Data shown:
******

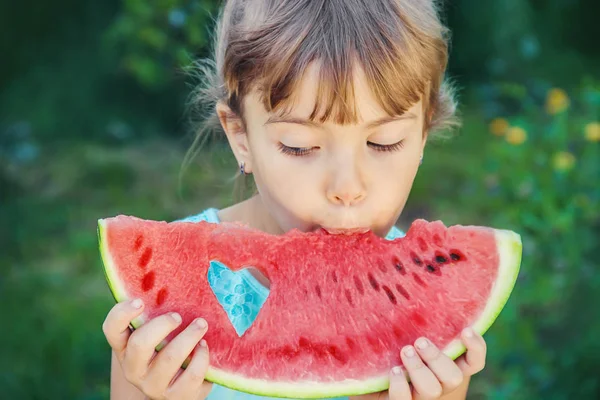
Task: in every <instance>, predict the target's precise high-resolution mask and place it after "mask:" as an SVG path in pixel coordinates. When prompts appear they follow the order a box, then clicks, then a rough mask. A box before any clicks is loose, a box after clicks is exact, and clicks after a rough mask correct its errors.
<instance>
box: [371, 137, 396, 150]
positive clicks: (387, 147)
mask: <svg viewBox="0 0 600 400" xmlns="http://www.w3.org/2000/svg"><path fill="white" fill-rule="evenodd" d="M368 144H369V145H370V146H371V147H372V148H373V150H375V151H398V150H400V149H401V148H403V147H404V139H402V140H401V141H399V142H397V143H393V144H377V143H371V142H368Z"/></svg>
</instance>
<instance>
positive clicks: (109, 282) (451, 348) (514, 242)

******

Respond with the number of lines in the entries that include the string "instance", and nothing besides.

Answer section:
4